▶ _TEXT BLOCK_:
= = =

Kevin Gudahl’s ardent Horace seems every bit as innocent as Agnes, yet his knightly rescue unwittingly destroys all of Arnolphe’s social engineering. Greg Vinkler smoothly plays Chrysalde, Moliere’s obligatory exponent of common sense. Ross Lehman and Jeannette Schwaba are sweetly stupid as Arnolphe’s dense but dutiful servants, like two dolls in a state of suspended agitation.
Michael S. Philippi’s set proves less ain’t always more–it’s too Spartan even for a rehearsal. Linda Buchanan’s curious mix of modern and historical costumes seems backward: in the preshow, the players wear contemporary dress, then don 17th-century garb to enact their play. If this School is a comment on Moliere’s love life, making it a modern-day production only confuses that.
Like Northlight’s The School for Wives, a new play at Remains also sees the theater as a cracked mirror–not because it distorts reality but because it warps its players. A late-night offering in Remains’ Nighthawk Series, Bruce Norris’s An Actor Retires is rich with juicy insider information and pungent in-jokes. The first is the title, a play on the famed actor’s manual An Actor Prepares. Our first image is of Norris burning his own head shot.

= = =

▶ _INFORMATION SHOWN_:
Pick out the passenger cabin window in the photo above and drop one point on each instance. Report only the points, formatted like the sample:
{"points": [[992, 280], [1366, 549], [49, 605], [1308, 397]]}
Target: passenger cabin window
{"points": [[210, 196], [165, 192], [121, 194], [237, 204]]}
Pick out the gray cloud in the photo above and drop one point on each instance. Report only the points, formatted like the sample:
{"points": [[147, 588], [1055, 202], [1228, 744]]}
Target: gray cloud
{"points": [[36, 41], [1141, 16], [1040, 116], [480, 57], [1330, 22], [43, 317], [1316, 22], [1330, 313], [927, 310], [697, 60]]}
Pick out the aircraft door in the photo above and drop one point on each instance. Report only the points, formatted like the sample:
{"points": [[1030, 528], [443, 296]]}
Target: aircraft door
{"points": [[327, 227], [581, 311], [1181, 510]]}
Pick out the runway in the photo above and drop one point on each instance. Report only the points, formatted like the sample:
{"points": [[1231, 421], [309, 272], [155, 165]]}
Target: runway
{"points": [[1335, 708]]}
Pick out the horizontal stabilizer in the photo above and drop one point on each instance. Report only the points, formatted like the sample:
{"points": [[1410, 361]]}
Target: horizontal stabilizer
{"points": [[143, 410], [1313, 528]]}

= = =

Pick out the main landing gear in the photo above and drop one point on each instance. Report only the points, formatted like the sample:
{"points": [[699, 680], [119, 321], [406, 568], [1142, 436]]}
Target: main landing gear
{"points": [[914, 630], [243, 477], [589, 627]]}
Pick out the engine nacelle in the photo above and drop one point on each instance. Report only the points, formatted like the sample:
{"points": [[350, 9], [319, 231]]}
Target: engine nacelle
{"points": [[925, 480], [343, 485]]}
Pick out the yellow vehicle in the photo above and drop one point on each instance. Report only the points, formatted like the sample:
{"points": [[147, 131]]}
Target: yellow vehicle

= = =

▶ _INSTRUCTIONS_:
a - Please list every character from The School for Wives that the theater review above mentions by name.
b - Carry the theater review on past its final sentence.

▶ _ANSWERS BY ITEM_:
a - Horace, Agnes, Arnolphe, Chrysalde

b -
Norris’s 55-minute one-act centers on an unnamed actor, played by the author, who in a bittersweet lecture-demonstration tells us why he retired from the stage in order to make custom furniture. With sometimes vengeful zeal, this character relates the miseries of seven years of acting, or as he puts it, his “high-speed toboggan ride into hell.”
Norris’s combustible expose teems with scary stories, the kind acting students never learn at school; he draws on his experience as the star of a short-lived TV series and an aborted pilot, as well as his work as a Chicago theater actor. His targets include the “economically impossible” trade itself, agents with inscrutable agendas who give good guilt, and phony auditions whose true purpose–since the parts have been cast in advance–is to satisfy Equity or impress a producer with the show’s drawing power.
In one nasty sketch the actor squabbles with a casting agent (unnecessarily fey) who accuses him of being too affluent, not “hungry” enough, and who can’t hide his contempt for “serious acting.” The actor also accidentally inspires a businessman to perform, and encounters a fellow actor whose medical history puts his own problems in perspective. Finally, because he’s too Methodic for his own good, the actor gets fired from a TV series because he won’t smile without a motivation.
Laceratingly self-analytical, Norris’s character comes across as defensive, scrappy, self-deprecating, and too brainy for his roles–flaws that come, I suppose, with the territory of the temperamental actor. It’s equally clear that he’s too committed to quit the stage and leave it to the hacks who act by numbers. (You know who you are.)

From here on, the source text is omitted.